Task details: Give the number of lines below that contain "lantern", with no other output.

Extracted entries:
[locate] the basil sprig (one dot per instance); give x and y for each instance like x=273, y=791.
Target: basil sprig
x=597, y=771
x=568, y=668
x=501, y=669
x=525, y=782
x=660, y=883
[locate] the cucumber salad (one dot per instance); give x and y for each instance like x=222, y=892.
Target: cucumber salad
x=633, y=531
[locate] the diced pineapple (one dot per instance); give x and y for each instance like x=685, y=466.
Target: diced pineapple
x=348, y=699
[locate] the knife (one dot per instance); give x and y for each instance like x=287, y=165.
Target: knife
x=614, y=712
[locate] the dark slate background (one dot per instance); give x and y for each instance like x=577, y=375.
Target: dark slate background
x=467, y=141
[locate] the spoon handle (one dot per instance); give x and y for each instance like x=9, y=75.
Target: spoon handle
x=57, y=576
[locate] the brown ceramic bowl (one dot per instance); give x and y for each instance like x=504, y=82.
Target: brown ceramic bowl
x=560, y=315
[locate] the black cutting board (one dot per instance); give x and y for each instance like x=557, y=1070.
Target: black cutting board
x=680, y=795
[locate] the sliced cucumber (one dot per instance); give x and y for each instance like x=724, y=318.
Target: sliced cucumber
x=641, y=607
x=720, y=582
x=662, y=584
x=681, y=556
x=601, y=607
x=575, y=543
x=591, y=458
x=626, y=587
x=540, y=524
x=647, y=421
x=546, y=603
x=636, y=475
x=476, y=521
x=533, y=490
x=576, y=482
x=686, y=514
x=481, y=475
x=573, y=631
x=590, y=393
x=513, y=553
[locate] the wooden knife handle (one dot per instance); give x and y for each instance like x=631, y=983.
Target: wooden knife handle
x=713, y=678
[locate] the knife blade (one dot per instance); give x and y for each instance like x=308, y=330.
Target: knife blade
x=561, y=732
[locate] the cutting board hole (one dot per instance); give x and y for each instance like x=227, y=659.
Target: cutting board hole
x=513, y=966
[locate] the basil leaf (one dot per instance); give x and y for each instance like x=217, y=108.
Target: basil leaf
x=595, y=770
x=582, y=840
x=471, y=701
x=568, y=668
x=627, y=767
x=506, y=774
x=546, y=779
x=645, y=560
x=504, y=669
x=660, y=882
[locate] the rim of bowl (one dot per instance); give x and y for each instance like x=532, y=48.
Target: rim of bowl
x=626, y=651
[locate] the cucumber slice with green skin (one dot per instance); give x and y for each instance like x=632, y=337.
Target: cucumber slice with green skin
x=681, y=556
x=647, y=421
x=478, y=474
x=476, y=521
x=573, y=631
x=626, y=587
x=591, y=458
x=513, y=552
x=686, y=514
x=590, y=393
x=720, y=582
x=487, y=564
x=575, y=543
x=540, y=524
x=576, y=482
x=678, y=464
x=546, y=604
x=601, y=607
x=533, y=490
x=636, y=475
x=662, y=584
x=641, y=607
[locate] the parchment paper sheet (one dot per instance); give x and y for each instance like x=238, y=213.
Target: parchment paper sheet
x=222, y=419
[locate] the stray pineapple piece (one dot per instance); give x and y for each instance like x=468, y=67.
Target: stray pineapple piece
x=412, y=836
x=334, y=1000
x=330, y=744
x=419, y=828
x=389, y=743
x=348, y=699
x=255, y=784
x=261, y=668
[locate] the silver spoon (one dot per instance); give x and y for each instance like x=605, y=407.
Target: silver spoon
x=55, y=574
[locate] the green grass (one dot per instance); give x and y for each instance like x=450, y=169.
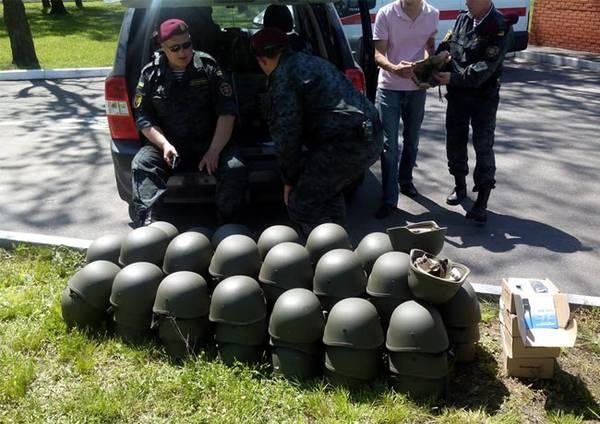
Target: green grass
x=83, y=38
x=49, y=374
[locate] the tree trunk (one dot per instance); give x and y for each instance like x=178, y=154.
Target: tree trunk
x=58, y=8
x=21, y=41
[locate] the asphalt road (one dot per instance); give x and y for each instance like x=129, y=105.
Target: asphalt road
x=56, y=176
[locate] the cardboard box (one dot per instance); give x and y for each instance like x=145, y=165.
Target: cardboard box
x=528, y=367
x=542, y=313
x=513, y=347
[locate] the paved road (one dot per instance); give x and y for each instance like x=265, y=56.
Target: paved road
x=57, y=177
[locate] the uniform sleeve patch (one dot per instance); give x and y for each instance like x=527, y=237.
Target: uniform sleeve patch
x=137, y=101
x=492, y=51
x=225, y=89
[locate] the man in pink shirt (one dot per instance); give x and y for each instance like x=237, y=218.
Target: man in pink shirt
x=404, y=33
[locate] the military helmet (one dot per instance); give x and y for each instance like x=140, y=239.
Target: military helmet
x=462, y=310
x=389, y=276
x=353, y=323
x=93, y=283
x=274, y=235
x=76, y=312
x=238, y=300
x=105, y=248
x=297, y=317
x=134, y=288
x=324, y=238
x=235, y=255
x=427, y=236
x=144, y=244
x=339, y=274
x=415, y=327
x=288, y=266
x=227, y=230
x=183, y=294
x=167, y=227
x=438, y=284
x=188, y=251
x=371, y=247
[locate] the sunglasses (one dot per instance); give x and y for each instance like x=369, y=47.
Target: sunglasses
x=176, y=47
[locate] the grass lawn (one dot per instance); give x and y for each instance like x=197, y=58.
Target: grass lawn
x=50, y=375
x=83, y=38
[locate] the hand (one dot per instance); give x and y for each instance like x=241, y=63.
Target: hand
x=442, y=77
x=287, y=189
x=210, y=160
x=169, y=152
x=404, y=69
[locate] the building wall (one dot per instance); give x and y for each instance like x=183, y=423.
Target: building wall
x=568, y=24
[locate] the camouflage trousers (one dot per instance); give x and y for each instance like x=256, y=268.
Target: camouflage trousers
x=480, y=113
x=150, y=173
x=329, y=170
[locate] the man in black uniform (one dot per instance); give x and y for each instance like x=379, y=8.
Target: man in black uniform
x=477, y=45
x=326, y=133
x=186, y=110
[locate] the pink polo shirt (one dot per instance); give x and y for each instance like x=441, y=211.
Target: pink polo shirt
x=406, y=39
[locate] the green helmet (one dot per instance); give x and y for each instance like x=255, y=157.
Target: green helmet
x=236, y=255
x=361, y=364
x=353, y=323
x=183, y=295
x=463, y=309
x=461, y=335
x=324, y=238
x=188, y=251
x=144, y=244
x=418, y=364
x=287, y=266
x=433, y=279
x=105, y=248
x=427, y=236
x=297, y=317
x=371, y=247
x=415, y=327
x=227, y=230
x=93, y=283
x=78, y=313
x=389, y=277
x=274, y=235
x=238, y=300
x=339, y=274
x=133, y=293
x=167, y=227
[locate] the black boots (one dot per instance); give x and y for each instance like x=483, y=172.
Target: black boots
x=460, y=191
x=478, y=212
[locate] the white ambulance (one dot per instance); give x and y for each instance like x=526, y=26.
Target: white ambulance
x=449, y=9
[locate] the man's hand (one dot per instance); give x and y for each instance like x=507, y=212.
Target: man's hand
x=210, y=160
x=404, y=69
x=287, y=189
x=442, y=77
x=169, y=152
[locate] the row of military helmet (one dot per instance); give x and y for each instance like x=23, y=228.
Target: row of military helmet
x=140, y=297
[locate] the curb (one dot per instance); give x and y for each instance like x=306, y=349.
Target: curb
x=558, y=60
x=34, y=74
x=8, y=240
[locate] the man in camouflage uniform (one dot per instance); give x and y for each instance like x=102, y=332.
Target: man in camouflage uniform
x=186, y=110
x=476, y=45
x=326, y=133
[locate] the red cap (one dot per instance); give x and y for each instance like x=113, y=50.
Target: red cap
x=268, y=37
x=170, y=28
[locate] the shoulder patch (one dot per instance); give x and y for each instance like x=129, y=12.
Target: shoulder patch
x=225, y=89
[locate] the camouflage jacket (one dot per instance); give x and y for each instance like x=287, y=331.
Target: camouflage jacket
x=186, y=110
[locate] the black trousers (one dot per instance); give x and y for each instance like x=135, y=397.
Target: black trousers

--

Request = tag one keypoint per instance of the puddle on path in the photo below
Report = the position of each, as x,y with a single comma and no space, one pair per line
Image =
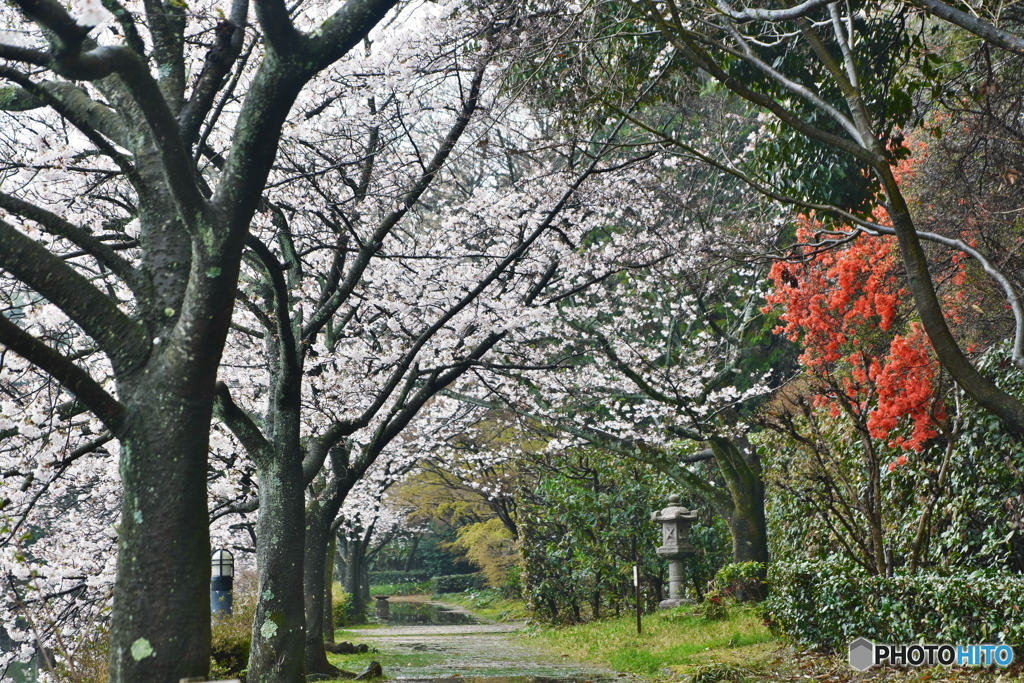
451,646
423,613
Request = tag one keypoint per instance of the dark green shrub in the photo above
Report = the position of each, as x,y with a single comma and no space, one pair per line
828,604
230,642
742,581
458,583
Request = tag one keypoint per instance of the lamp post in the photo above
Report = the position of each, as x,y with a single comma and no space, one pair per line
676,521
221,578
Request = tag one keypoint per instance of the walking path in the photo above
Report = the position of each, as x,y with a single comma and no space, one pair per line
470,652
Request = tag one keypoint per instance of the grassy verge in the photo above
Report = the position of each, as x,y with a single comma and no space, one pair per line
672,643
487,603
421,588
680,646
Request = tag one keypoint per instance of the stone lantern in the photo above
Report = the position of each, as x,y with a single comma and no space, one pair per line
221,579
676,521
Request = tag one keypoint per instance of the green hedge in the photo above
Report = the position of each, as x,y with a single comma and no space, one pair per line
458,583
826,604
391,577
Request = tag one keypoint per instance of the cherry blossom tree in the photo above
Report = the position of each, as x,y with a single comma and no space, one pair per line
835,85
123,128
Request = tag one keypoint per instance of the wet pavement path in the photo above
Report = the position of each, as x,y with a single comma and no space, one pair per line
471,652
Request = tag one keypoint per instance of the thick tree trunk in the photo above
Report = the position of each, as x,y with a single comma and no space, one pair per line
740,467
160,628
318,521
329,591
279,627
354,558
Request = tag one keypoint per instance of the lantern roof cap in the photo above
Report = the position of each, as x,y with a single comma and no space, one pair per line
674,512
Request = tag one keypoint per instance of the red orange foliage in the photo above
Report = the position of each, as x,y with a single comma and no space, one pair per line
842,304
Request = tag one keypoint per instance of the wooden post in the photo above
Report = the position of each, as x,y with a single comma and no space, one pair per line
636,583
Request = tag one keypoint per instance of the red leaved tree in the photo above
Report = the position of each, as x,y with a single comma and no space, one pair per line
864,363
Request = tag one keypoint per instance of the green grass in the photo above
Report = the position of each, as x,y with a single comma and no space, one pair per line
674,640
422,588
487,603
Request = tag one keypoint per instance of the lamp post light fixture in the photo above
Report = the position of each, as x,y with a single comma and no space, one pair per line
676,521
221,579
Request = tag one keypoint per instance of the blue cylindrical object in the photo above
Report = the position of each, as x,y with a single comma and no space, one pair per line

==

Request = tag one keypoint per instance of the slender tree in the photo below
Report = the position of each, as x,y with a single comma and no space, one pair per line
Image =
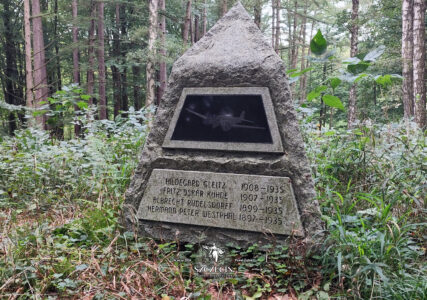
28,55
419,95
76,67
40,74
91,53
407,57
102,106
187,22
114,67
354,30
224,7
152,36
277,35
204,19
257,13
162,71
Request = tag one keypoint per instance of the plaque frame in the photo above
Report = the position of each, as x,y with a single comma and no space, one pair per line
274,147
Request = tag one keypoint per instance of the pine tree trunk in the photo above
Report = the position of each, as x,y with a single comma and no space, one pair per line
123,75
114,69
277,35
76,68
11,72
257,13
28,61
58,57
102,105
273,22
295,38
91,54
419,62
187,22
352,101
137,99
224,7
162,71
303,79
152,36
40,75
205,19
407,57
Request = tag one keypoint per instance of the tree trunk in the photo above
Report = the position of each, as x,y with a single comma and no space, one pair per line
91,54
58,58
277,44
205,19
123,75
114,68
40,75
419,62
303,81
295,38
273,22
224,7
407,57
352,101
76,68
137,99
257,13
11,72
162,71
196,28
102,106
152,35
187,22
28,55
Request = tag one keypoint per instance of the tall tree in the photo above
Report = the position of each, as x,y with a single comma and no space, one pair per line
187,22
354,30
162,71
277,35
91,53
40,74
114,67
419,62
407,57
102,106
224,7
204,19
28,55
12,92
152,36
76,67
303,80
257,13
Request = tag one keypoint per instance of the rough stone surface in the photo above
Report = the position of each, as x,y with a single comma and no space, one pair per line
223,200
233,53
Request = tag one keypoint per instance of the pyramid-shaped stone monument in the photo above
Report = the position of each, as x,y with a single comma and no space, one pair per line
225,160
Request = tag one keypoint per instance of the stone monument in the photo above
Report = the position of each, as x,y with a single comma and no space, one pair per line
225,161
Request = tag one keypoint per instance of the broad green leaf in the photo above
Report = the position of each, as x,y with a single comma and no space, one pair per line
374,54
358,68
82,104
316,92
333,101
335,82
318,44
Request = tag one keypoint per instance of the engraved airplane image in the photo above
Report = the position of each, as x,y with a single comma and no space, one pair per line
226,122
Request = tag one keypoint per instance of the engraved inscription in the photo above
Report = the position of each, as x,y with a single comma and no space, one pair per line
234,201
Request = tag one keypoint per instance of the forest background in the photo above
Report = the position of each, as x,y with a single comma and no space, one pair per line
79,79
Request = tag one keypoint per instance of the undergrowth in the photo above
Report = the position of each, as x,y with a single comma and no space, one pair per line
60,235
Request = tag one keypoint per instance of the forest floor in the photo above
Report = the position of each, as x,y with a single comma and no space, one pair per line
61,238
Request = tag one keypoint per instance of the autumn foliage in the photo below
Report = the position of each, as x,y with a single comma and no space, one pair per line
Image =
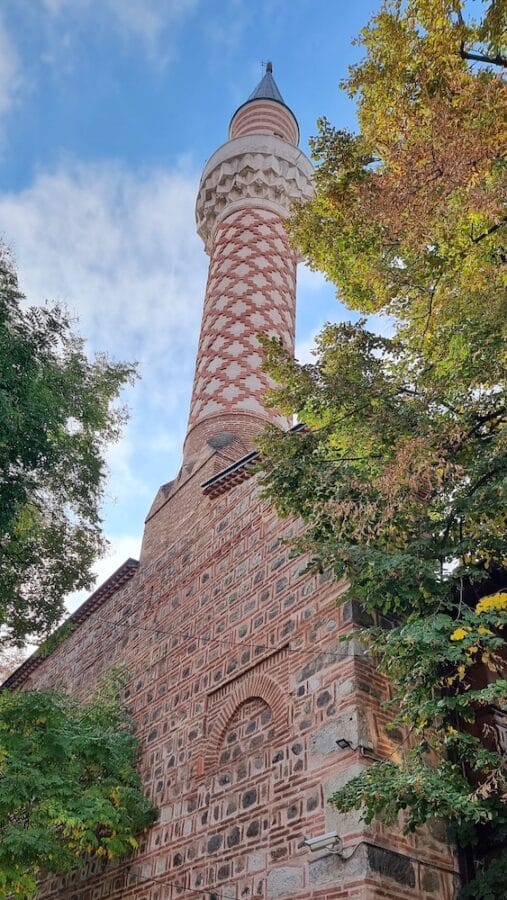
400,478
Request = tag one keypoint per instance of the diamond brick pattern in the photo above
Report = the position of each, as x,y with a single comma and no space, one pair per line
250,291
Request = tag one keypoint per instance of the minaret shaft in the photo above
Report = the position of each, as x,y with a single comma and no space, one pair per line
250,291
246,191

Your solution: 2